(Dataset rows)

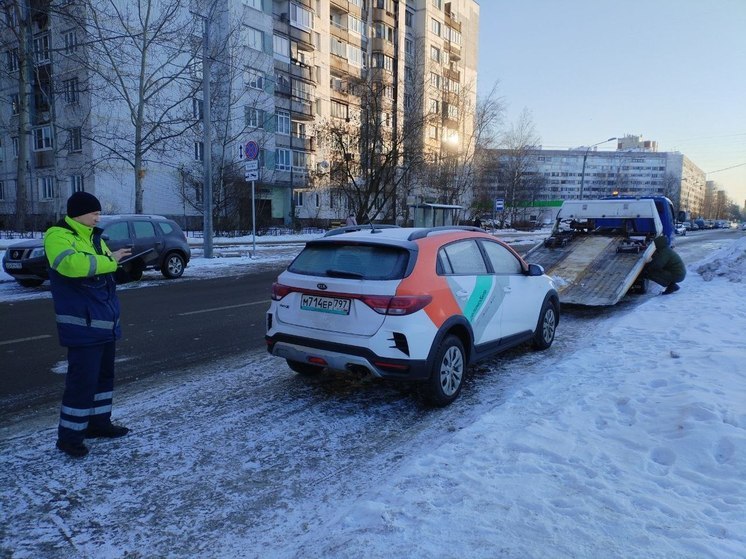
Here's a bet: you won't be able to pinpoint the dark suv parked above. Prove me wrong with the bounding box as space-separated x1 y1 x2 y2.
3 214 192 287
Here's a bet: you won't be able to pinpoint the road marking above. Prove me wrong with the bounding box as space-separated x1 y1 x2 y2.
178 301 269 316
0 334 52 345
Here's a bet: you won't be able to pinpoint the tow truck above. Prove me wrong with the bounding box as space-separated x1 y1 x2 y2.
526 196 675 306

* _What is being asked_
Can you write out every one of the entries above again, requests included, with each bounding-box coordinate in the answers raised by 62? Omit the pictures.

* _Reply to the task_
Here's a bet: you won't be able to pinpoint the dark suv parked above. Prove me wrong with the bounding box as space-separated x1 y1 x2 y2.
65 276 254 349
Here's a bet: you won't be able to pinpoint the road marking above. Prove me wrong with the bounding box as space-separated x1 y1 x2 y2.
240 363 331 378
62 396 114 407
Here's a bet: you won't be able to pinpoint the tow truck above. Prove me wrong with the bounding box as space-separated x1 y1 x2 y2.
588 258 737 368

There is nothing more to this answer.